**Written instruction 1:**
In the dartless bodice excerpt below, what is the height of the starting rectangle?

The Dartless Bodice Block is useful when you want to draft loose fitting garments. If you have never drafted a bodice pattern, this is a great way to start. I included instructions on how to draft the sleeve, too.

You’ll see that the instructions are quite similar to the other basic bodice pattern, just more simple.

I’m continuing with the metric system.

The Measurements Needed

Here are the measurements you will need to draft the dartless bodice pattern. It’s the same picture of the industrial size M -measurements as last time. The horizontal measurements are already divided in half.

You can find instructions for taking the measurements in the Body measurement -chart of mine. Just sign up with the form you find here at my website if you look at the side panel, or at the bottom of the page if you’re on mobile.

Dartless Bodice pattern: starting point

Doesn’t this rectangle look familiar, too? Well, it’s pretty much the same as last time. There’s just more ease in this pattern, because we’re going for a loose fit.

So the height is your back waist/nape to waist length+ 2cm. The width is ½ bust circumfrence + 6cm of ease.

To separate the little back neckline -rectangle at the upper right corner, the height is 2cm. For the width, choose your measurement among these:

  • Size XS: 6,5cm
  • S: 7cm
  • M: 7cm
  • L: 7,5cm
  • XL: 8cm

Then draw the horizontal line in the middle using your armscye depth -measurement + 2cm of ease. This will be the underarm line.

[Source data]
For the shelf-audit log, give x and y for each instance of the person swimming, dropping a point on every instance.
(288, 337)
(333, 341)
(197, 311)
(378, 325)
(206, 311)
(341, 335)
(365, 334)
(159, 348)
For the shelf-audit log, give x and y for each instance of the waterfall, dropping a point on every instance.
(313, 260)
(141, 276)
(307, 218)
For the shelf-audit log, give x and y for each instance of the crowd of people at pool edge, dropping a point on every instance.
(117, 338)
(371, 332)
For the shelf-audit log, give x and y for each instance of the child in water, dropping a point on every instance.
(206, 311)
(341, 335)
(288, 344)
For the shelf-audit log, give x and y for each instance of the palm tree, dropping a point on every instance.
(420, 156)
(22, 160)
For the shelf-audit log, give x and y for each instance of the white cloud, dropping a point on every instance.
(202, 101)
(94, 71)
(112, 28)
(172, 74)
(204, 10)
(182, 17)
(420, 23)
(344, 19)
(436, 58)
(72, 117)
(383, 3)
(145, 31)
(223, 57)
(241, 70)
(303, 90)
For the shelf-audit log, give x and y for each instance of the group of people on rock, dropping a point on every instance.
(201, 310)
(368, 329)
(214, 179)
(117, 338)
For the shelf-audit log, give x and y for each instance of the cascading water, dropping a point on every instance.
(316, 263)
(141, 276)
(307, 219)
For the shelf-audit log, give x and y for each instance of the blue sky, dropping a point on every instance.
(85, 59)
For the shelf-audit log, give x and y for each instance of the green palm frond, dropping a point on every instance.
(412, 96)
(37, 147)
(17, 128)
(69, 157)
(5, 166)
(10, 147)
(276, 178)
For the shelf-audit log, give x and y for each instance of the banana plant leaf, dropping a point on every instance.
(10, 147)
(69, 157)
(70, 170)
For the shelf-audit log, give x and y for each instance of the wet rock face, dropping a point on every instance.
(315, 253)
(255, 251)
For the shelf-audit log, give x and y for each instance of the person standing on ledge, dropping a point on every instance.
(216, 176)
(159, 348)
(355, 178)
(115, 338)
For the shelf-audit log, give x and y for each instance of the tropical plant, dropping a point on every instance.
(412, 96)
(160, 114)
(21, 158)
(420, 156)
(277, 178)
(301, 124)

**Written instruction 2:**
Please tally the lines in the listing above that contain the string "person", treating case as significant, and reply with the number alone.

**Result 1:**
The back waist/nape to waist length plus 2cm.

**Result 2:**
2